____ Material for this exercise
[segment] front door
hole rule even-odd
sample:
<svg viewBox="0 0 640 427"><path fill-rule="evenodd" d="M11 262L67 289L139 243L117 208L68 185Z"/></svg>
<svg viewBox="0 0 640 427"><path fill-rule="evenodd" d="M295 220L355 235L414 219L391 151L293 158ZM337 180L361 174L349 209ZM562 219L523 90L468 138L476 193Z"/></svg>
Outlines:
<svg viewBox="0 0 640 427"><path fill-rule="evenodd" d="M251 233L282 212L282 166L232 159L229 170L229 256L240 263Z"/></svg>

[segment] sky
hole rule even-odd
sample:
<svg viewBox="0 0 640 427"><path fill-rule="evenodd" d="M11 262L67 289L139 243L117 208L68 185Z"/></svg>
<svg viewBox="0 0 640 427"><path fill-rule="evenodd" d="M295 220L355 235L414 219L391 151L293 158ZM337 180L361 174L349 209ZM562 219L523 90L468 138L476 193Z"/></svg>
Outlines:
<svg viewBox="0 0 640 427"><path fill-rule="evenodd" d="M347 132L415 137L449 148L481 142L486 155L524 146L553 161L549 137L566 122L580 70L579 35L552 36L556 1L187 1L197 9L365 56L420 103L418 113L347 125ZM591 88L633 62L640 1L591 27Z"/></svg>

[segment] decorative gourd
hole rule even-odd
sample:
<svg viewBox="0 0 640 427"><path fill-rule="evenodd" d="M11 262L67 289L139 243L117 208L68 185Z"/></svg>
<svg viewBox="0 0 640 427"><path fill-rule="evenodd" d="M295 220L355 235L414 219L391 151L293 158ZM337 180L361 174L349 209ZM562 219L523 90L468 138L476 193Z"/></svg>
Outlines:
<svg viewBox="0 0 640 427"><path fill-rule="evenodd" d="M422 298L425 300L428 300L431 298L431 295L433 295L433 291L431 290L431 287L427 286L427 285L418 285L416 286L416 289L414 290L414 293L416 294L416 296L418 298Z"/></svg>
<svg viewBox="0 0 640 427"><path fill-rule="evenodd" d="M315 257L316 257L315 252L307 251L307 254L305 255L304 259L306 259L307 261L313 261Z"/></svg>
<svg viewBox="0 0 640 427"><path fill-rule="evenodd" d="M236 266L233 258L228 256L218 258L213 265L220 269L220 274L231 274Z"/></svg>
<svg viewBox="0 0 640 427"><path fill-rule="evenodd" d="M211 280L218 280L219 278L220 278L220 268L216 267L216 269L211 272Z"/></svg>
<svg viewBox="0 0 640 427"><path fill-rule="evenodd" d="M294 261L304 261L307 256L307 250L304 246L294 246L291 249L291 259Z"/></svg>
________
■ Activity
Copy out all of the records above with nothing altered.

■ Expected answer
[segment] front door
hole rule even-odd
sample:
<svg viewBox="0 0 640 427"><path fill-rule="evenodd" d="M11 262L67 289L139 243L117 208L68 185Z"/></svg>
<svg viewBox="0 0 640 427"><path fill-rule="evenodd" d="M295 220L355 235L414 219L391 151L293 158ZM337 180L361 174L349 209ZM562 219L523 90L468 138L476 193Z"/></svg>
Outlines:
<svg viewBox="0 0 640 427"><path fill-rule="evenodd" d="M251 233L282 212L282 166L232 159L229 170L229 256L240 263Z"/></svg>

[segment] sky
hole rule even-odd
sample:
<svg viewBox="0 0 640 427"><path fill-rule="evenodd" d="M11 262L67 289L139 243L117 208L68 185Z"/></svg>
<svg viewBox="0 0 640 427"><path fill-rule="evenodd" d="M295 220L355 235L414 219L391 151L293 158ZM337 180L361 174L349 209ZM562 219L523 90L468 138L476 193Z"/></svg>
Outlines:
<svg viewBox="0 0 640 427"><path fill-rule="evenodd" d="M347 132L415 137L449 148L481 142L486 155L524 146L553 161L549 137L566 122L580 70L579 35L552 36L556 1L187 1L197 9L365 56L420 103L418 113L347 125ZM591 88L633 62L640 1L591 27Z"/></svg>

[segment] decorative gourd
hole rule even-odd
sample:
<svg viewBox="0 0 640 427"><path fill-rule="evenodd" d="M11 262L67 289L139 243L117 208L68 185Z"/></svg>
<svg viewBox="0 0 640 427"><path fill-rule="evenodd" d="M295 220L355 235L414 219L391 151L293 158ZM337 180L361 174L349 209ZM562 219L523 90L468 138L476 193Z"/></svg>
Outlines:
<svg viewBox="0 0 640 427"><path fill-rule="evenodd" d="M422 298L425 300L428 300L431 298L431 295L433 295L433 291L431 290L431 287L427 286L427 285L418 285L416 286L416 289L414 290L414 293L416 294L416 296L418 298Z"/></svg>
<svg viewBox="0 0 640 427"><path fill-rule="evenodd" d="M315 257L316 257L315 252L307 251L307 254L305 255L304 259L306 259L307 261L313 261Z"/></svg>
<svg viewBox="0 0 640 427"><path fill-rule="evenodd" d="M236 266L233 258L228 256L218 258L213 265L220 269L220 274L231 274Z"/></svg>
<svg viewBox="0 0 640 427"><path fill-rule="evenodd" d="M211 280L218 280L219 278L220 278L220 268L216 267L216 269L211 272Z"/></svg>
<svg viewBox="0 0 640 427"><path fill-rule="evenodd" d="M294 261L304 261L307 256L307 250L304 246L294 246L291 249L291 259Z"/></svg>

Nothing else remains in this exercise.